──────── RECORDS TO USE

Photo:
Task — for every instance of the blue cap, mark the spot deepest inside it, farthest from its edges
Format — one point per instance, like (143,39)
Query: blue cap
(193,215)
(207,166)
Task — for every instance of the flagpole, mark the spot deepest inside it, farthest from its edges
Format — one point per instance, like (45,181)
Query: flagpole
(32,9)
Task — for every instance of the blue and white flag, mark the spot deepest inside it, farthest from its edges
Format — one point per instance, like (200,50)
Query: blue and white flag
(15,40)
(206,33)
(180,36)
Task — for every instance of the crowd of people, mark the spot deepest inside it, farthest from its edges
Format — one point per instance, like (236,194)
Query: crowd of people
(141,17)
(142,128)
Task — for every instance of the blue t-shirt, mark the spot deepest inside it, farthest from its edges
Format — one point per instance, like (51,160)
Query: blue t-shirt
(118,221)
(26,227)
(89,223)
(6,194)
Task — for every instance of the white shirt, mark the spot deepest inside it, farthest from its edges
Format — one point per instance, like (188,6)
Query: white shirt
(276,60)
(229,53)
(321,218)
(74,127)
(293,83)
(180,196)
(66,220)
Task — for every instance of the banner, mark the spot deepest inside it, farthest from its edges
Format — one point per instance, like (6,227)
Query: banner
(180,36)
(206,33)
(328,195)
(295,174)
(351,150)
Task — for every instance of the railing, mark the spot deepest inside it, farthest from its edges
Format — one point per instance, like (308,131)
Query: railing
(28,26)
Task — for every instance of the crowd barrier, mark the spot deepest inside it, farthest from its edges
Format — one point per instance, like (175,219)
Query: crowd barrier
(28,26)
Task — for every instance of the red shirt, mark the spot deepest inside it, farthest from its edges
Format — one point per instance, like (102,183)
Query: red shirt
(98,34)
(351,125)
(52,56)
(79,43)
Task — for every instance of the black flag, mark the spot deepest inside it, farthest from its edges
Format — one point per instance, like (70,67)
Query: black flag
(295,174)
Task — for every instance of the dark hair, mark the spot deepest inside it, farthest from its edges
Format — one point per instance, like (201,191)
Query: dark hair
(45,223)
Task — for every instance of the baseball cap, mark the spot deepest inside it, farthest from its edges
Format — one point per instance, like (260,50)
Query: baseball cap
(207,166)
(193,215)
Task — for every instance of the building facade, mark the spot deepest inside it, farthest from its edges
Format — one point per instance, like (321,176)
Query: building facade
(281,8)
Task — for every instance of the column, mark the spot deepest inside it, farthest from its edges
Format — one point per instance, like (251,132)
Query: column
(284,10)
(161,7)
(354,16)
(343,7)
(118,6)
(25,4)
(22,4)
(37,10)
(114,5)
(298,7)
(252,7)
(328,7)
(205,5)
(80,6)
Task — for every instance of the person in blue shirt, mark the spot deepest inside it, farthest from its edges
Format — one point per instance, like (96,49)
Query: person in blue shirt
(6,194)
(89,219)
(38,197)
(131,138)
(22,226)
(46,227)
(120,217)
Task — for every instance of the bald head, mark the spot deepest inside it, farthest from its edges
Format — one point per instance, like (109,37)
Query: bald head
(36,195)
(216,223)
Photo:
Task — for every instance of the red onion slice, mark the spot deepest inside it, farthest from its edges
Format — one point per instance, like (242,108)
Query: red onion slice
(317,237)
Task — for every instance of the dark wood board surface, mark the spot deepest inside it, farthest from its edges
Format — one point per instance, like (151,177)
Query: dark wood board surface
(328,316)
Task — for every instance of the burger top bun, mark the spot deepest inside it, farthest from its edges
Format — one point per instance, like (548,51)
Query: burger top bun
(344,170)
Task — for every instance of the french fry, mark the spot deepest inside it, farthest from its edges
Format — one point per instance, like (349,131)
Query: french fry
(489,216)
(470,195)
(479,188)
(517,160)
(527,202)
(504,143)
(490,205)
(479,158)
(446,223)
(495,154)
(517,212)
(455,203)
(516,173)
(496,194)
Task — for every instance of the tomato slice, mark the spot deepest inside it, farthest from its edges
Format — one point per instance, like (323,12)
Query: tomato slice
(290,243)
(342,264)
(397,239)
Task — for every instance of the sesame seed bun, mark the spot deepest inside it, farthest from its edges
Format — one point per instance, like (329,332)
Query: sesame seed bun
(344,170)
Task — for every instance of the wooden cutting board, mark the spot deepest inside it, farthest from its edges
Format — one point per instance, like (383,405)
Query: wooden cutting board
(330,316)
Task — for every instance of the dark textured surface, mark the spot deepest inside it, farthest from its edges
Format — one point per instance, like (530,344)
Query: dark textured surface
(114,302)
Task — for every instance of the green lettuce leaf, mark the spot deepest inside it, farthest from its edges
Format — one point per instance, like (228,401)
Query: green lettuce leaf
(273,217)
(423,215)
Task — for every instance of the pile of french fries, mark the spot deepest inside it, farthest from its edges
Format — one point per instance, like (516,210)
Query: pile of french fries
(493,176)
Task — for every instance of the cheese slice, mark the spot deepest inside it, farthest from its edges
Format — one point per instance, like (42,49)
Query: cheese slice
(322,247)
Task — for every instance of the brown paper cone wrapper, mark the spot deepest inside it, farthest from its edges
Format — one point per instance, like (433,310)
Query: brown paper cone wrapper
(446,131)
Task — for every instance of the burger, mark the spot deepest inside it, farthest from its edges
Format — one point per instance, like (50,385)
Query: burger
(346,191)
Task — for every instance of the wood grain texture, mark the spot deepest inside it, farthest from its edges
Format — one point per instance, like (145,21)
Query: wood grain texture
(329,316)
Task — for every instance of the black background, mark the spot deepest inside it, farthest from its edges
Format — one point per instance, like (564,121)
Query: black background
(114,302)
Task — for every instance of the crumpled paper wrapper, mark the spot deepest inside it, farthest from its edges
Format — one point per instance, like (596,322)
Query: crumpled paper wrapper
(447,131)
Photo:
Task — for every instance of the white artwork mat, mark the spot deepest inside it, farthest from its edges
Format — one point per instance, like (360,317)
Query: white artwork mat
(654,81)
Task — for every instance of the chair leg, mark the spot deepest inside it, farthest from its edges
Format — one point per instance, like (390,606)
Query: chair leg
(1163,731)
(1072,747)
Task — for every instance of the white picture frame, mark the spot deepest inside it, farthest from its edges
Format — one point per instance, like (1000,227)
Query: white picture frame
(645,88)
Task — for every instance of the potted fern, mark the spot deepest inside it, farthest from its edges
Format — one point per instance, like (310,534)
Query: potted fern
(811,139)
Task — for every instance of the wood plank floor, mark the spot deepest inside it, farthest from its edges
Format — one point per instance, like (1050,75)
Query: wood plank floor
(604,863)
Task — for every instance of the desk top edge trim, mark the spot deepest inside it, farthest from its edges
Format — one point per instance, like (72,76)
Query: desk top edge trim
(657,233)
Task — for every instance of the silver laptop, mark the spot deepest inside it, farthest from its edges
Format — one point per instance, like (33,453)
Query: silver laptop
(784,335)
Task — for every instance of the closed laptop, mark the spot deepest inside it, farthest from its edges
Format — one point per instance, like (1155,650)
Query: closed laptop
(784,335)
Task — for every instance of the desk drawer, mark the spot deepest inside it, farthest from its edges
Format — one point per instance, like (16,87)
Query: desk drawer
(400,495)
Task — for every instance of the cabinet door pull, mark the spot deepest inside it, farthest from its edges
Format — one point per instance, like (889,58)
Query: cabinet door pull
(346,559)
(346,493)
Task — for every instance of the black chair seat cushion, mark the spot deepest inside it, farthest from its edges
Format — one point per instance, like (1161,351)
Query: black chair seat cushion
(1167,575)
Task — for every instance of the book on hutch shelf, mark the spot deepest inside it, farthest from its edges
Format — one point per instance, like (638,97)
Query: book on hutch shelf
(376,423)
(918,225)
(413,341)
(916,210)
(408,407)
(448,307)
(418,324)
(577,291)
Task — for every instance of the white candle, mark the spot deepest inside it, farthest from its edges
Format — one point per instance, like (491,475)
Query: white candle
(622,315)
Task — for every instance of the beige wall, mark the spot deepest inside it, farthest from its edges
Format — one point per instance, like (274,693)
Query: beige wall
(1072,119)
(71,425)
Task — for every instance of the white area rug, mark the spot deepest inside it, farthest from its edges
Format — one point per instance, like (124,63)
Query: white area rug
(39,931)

────────────────

TASK DETAILS
Add 33 to every coordinate in the answer points, and write out all the lines from the one with "Task — for every instance of the beige" through the last line of the entries, both included. Leave the format samples and every other line unchanged.

ANSWER TO THE TASK
Task — for every instance of the beige wall, mark the spot deepest inside it, farthest from its edges
Format — one point per instance, like (274,693)
Query: beige wall
(1105,152)
(104,458)
Task — for every instance of the white area rug, mark the spot deepest inside it, farthest from its edges
Format — one point per instance, like (124,63)
Query: white area rug
(72,964)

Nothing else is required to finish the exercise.